— SHORT EXERCISE —
Locate each row below that contains the string "window" and copy that row out in full. The match is case-sensitive.

— DATA FOR THE TASK —
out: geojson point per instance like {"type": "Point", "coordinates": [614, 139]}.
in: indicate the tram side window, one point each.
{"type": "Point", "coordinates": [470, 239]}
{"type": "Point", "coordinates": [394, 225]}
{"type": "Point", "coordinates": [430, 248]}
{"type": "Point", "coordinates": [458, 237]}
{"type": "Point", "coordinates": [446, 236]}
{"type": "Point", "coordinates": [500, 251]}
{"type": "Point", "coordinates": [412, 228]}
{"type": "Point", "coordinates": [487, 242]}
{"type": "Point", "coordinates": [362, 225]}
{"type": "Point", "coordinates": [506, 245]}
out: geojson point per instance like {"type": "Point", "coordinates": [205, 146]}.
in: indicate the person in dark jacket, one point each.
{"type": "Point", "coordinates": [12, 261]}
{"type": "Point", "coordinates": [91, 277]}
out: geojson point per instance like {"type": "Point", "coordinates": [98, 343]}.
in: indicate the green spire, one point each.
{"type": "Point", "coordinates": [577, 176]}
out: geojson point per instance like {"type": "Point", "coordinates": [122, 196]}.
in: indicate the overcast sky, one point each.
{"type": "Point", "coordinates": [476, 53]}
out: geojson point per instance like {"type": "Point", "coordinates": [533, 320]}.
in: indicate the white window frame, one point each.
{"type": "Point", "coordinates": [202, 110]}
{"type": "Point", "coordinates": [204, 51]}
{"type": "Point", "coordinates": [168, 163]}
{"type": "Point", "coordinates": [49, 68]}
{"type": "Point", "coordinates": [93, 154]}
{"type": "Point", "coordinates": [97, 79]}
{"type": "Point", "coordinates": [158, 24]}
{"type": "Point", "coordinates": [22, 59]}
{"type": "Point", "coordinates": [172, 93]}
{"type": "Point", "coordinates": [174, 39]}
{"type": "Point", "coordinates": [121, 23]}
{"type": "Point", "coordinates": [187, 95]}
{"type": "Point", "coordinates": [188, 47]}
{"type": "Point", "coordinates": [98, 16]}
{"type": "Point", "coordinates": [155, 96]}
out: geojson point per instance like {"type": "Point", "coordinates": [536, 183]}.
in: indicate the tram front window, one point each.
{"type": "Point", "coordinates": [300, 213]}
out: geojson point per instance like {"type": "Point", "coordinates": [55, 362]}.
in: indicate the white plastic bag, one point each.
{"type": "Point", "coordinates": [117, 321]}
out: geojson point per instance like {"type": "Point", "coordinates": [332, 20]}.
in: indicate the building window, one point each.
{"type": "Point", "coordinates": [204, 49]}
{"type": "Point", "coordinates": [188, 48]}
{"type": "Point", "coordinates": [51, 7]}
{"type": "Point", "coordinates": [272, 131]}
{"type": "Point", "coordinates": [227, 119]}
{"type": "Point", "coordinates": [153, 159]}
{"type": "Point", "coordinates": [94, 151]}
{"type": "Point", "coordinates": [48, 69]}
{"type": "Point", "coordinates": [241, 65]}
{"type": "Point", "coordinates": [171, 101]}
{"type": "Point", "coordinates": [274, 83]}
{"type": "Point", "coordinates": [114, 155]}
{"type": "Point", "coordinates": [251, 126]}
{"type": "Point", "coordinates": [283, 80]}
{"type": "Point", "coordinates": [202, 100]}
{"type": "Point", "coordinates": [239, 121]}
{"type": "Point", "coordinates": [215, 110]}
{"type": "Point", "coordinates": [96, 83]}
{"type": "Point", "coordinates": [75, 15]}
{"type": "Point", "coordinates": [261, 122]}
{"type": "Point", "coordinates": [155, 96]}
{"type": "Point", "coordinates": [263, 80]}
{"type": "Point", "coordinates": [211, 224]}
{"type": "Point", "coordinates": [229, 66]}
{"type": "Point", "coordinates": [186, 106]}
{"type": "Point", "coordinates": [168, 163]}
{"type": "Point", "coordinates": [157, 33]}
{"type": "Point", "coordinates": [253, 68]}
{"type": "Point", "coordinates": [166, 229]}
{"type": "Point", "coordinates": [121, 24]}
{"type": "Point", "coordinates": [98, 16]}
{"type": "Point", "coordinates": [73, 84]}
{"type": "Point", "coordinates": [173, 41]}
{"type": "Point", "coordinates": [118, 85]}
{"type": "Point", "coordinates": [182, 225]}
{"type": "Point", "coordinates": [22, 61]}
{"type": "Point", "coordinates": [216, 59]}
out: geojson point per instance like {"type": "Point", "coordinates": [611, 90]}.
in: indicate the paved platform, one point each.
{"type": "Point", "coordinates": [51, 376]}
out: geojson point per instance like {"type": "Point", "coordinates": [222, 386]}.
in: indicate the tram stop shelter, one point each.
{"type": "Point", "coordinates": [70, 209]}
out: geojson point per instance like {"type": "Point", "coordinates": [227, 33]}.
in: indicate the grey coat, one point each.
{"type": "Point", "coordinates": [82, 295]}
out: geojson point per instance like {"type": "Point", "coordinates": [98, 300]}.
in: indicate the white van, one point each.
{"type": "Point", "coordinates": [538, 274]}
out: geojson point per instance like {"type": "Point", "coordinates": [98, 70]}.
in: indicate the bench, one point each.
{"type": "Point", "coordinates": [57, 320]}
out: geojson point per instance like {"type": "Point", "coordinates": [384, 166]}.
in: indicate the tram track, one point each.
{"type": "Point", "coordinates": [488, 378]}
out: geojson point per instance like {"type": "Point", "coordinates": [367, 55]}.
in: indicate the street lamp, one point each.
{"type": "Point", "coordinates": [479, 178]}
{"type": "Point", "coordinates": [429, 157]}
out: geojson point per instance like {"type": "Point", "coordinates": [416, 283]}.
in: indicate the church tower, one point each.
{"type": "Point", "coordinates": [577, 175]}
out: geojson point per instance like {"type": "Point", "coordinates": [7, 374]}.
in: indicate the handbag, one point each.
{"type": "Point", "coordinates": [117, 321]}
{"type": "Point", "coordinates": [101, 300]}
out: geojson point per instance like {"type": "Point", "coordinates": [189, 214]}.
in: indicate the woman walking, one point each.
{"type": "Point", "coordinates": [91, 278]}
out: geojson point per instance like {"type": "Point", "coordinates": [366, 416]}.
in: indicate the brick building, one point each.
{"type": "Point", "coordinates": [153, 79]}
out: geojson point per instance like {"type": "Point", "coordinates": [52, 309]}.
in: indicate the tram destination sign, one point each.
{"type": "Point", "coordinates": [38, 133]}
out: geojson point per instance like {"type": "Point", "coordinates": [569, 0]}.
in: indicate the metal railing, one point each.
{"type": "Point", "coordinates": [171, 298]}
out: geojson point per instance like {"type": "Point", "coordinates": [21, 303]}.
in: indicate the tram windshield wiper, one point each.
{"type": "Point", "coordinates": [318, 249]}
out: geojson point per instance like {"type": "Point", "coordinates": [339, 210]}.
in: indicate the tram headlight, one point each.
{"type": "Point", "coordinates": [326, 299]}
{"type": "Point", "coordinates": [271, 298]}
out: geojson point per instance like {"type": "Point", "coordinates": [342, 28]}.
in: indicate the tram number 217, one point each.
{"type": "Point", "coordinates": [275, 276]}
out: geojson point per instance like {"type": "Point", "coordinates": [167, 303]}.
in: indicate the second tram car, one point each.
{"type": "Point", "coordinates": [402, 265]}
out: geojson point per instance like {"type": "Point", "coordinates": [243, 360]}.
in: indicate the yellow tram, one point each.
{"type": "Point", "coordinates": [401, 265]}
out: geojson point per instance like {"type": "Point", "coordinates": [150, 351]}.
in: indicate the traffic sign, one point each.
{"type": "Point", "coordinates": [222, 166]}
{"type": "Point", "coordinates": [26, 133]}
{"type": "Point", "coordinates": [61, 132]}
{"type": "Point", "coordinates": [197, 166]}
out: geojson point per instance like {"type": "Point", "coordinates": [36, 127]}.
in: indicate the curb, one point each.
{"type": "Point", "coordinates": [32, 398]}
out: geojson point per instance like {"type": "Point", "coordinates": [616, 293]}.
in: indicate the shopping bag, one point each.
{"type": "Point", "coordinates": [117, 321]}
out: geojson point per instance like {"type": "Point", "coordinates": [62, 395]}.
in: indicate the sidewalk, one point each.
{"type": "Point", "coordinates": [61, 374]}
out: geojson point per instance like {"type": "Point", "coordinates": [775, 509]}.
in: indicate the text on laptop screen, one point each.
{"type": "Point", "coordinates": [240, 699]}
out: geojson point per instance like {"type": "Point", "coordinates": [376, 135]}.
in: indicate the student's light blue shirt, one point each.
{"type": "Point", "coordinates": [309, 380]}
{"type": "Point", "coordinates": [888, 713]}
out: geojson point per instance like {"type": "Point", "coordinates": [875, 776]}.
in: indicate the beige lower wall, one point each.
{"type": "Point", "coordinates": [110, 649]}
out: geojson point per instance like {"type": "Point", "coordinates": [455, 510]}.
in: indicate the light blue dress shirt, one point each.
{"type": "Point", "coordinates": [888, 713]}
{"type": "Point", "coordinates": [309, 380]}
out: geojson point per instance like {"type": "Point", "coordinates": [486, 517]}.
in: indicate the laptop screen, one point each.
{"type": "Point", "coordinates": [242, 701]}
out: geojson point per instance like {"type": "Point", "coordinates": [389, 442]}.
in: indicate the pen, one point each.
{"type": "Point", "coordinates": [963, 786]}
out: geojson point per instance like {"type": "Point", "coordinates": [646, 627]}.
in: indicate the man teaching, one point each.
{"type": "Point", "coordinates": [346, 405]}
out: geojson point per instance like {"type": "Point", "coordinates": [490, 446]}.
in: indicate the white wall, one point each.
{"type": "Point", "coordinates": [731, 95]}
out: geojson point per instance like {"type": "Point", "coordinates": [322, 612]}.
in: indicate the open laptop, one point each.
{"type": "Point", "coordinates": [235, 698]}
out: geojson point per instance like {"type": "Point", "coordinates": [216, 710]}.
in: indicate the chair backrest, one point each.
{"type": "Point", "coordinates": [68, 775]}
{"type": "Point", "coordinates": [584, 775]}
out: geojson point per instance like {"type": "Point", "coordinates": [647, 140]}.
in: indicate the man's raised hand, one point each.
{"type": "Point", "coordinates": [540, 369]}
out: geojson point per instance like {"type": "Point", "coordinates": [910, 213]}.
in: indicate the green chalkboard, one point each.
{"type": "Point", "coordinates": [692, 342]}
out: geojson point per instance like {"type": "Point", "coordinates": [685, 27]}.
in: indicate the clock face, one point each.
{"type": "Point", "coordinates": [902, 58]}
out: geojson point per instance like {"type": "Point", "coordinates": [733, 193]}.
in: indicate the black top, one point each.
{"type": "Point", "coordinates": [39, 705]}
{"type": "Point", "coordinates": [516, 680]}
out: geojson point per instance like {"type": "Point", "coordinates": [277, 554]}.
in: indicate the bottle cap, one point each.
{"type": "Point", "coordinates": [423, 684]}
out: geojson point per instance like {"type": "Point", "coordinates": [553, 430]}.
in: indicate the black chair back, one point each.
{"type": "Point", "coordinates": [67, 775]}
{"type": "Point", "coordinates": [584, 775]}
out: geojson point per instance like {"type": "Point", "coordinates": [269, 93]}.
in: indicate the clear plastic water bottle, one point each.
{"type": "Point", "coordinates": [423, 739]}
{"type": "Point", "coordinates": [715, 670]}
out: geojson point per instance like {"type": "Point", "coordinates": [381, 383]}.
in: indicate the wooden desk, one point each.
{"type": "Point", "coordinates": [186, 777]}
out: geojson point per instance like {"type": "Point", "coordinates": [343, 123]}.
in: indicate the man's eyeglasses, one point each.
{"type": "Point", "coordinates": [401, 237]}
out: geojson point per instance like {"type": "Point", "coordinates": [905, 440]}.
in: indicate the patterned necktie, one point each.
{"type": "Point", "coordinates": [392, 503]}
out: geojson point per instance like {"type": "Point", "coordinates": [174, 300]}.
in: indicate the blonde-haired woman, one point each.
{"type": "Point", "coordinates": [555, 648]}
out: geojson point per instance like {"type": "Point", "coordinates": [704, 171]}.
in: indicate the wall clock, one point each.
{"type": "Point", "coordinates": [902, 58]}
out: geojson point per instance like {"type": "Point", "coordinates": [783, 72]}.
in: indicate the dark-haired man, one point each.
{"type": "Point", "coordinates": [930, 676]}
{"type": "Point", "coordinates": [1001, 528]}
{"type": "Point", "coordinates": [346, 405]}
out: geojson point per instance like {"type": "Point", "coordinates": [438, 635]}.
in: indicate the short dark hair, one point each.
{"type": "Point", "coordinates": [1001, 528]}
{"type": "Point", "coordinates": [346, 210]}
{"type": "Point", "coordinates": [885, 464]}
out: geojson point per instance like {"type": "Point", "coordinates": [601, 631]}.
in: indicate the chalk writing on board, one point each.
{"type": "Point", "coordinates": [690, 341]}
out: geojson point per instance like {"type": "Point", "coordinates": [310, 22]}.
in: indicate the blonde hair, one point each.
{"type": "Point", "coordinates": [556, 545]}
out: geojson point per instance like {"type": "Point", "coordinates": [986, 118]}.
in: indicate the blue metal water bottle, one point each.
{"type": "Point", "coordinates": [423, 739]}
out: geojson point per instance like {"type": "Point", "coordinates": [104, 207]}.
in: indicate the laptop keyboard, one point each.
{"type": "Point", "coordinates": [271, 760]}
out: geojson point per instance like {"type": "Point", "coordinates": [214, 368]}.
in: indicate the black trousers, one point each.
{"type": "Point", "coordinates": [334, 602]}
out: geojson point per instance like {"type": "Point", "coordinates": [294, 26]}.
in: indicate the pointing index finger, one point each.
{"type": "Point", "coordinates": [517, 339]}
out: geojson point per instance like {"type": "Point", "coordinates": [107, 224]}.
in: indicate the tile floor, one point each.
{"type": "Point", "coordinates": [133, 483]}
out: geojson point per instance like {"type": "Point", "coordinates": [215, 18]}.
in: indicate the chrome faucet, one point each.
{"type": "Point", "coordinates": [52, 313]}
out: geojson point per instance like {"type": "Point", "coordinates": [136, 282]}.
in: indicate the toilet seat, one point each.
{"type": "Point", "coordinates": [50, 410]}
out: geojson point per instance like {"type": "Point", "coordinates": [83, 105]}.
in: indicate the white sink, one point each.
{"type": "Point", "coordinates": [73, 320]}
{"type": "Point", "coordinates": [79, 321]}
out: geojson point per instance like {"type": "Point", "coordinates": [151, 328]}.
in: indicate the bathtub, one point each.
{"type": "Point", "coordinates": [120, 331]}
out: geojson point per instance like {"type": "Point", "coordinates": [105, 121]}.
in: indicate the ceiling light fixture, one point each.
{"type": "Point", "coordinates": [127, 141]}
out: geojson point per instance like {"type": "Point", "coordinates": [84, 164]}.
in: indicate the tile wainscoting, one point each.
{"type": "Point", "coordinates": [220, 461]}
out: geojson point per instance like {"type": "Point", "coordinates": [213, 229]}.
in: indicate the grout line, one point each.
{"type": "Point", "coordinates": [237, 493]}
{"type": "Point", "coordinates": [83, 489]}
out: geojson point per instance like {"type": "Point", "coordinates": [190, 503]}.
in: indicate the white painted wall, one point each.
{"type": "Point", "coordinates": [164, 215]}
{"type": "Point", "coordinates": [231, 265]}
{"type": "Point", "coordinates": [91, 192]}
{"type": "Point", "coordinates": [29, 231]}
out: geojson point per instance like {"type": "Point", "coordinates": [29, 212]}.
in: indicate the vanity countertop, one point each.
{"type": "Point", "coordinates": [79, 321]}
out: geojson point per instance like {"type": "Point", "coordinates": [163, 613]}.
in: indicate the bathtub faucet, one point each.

— WRITTEN SOLUTION —
in: indicate the tram side window, one point each.
in: indicate the white window frame, one point each.
in: indicate the tram front window, one point each.
in: indicate the building window, one point each.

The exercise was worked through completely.